### Exercise inputs
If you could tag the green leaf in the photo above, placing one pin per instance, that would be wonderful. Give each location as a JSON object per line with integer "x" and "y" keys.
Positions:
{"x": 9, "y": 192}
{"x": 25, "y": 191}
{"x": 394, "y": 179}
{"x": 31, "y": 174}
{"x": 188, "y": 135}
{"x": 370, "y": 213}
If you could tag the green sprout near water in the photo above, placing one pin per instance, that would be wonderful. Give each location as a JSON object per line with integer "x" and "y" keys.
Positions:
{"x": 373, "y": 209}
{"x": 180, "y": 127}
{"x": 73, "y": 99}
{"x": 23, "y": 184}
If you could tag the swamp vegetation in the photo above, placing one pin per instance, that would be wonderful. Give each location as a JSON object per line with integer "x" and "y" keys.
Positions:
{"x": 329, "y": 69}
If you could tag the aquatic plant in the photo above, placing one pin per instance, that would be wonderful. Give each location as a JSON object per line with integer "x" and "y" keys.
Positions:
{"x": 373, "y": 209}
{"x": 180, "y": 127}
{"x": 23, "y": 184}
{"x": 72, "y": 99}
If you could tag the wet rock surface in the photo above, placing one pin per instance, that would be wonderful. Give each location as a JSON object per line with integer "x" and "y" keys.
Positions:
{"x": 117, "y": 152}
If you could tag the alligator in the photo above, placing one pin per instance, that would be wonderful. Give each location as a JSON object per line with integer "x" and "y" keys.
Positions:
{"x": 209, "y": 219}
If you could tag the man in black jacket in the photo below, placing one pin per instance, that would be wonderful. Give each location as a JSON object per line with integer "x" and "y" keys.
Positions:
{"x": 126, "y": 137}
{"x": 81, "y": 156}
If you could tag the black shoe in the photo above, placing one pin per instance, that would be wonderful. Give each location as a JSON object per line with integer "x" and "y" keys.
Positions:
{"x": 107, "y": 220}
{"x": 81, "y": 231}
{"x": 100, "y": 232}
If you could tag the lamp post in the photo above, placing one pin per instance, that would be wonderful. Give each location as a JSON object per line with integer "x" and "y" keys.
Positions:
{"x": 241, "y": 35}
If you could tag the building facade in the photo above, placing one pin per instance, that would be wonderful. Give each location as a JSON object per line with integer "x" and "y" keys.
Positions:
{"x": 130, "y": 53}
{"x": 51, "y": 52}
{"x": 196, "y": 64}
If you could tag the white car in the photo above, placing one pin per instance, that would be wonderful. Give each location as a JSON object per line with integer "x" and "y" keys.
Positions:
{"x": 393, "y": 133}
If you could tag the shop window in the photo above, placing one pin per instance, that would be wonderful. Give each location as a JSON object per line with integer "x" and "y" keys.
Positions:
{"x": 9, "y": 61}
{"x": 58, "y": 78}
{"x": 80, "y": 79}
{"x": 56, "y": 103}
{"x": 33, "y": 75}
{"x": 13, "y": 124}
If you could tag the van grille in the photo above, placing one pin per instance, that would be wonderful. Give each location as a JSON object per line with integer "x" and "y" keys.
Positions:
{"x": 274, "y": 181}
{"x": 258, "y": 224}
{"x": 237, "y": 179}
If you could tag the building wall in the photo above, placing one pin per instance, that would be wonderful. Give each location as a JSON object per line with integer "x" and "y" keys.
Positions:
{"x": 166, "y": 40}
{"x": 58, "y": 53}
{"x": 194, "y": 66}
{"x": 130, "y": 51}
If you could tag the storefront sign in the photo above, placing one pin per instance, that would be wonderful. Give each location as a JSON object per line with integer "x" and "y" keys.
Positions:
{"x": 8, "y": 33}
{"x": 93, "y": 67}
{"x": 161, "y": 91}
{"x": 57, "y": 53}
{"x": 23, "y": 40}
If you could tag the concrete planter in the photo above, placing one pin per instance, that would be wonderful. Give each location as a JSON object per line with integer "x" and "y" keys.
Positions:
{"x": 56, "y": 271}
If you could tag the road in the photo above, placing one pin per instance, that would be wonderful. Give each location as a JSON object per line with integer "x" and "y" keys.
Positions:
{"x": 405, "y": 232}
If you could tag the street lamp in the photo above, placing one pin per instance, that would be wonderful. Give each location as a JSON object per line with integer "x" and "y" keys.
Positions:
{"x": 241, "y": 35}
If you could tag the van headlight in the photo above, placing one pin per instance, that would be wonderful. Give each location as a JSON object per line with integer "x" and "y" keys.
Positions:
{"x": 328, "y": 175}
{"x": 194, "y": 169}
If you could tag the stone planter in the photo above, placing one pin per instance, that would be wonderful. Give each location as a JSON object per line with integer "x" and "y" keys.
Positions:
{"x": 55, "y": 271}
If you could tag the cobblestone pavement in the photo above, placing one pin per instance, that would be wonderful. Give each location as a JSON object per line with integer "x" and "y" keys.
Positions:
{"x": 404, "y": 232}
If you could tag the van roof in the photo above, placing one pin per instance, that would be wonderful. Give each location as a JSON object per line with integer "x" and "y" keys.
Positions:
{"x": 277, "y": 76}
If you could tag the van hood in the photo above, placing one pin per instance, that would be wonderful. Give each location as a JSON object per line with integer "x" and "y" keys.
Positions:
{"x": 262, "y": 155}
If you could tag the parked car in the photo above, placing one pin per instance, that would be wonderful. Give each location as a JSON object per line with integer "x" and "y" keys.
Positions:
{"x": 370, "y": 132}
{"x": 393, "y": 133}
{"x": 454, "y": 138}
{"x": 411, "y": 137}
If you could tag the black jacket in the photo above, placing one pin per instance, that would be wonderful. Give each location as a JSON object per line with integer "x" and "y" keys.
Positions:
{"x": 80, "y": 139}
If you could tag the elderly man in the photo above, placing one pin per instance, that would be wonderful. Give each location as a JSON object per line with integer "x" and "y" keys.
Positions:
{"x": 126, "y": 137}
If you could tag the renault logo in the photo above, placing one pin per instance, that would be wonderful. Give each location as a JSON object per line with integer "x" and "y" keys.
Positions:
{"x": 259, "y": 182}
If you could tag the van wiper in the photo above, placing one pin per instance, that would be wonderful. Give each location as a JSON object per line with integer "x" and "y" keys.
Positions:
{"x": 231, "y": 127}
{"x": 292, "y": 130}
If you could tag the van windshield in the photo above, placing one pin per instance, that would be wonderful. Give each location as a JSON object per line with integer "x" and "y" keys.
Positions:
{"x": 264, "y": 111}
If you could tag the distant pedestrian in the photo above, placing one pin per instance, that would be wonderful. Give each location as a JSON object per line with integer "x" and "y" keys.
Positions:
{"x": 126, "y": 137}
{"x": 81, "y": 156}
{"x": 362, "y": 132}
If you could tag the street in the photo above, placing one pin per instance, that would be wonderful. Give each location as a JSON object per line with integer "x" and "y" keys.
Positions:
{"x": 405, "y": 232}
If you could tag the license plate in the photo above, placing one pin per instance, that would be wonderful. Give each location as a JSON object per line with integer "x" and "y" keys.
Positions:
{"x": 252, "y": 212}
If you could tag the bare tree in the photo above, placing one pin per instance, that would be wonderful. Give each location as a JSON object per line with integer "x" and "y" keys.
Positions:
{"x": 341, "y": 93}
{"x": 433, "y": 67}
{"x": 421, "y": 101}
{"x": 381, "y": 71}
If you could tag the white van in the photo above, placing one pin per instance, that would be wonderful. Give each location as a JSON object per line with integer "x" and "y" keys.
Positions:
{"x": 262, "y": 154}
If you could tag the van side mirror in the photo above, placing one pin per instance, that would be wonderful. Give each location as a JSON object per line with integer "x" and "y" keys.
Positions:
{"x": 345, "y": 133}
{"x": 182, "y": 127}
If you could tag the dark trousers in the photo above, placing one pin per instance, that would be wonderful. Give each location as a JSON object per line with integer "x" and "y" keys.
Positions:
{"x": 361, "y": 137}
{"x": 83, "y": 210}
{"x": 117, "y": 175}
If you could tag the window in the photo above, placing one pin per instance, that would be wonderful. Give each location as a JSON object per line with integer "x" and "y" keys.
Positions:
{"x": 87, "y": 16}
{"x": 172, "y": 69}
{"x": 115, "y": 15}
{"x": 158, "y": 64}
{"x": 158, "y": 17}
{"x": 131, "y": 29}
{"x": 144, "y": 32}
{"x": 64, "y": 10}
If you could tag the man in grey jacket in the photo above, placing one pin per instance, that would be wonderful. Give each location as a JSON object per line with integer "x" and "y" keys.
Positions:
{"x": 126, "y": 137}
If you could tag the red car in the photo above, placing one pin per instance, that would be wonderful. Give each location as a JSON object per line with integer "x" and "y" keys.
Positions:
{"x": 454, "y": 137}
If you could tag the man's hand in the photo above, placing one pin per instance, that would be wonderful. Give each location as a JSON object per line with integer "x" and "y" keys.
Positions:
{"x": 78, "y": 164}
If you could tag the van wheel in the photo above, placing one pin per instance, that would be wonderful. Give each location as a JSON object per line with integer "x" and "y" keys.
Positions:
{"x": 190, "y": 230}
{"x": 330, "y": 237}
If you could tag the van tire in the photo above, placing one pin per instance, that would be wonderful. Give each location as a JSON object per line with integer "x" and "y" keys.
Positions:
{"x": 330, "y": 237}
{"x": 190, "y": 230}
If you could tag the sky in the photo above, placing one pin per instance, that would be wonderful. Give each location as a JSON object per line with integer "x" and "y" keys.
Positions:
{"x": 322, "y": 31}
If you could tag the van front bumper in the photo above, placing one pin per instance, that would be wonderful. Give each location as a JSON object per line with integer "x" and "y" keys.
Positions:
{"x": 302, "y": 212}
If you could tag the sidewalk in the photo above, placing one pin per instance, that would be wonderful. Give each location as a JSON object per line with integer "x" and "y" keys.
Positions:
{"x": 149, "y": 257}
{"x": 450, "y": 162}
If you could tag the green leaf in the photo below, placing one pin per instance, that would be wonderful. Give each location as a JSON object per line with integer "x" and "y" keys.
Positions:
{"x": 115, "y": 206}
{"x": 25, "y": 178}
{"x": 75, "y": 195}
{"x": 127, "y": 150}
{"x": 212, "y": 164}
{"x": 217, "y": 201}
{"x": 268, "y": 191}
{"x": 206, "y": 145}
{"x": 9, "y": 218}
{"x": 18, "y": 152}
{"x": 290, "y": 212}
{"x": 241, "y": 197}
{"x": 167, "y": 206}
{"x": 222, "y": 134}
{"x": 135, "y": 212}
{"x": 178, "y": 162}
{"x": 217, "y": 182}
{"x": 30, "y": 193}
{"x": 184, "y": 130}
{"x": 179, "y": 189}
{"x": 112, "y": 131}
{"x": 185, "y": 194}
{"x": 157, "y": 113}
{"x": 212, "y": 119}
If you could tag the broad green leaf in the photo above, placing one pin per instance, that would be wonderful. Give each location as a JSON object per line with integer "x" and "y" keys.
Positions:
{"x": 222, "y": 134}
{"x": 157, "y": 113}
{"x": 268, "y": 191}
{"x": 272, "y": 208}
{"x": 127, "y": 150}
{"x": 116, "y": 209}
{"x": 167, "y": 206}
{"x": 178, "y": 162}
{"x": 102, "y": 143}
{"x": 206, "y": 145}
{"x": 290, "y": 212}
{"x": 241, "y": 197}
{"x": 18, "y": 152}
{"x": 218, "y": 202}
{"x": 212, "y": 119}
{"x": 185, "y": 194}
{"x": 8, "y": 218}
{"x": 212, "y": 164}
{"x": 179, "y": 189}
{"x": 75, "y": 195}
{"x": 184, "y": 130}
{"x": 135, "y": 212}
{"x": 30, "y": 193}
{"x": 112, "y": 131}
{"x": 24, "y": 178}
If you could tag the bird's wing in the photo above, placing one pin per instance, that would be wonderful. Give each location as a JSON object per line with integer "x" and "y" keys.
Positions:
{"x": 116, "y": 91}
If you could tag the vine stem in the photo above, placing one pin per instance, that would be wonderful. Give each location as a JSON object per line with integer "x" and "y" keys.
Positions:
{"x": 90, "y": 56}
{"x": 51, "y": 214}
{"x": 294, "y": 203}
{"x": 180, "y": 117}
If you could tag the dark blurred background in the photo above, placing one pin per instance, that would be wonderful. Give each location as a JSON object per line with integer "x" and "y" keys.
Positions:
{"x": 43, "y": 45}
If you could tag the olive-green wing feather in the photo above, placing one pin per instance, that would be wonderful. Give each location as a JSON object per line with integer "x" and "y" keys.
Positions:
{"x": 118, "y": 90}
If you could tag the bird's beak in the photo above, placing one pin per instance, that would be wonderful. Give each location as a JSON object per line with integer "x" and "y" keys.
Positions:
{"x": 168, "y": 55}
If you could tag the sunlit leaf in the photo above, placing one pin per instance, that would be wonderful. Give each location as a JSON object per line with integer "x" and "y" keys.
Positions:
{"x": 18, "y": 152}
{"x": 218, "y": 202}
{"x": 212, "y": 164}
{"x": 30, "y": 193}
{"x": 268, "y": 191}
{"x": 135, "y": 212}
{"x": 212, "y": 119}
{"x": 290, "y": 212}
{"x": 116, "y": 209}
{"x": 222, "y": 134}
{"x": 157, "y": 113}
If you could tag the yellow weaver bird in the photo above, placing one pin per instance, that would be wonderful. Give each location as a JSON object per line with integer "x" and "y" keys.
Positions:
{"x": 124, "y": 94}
######
◆ Work item: Select every line of the material above holding the word "planter" and copy it.

◆ Output below:
If you could tag the concrete planter in the photo above, placing one pin per instance, that would be wonderful. Give each location as a JSON object per line with integer "x" and "y" keys.
If you could tag the stone planter in the photo above, placing one pin per instance, that would be wonderful. Give each location as a JSON object per line with integer "x" and "y" keys.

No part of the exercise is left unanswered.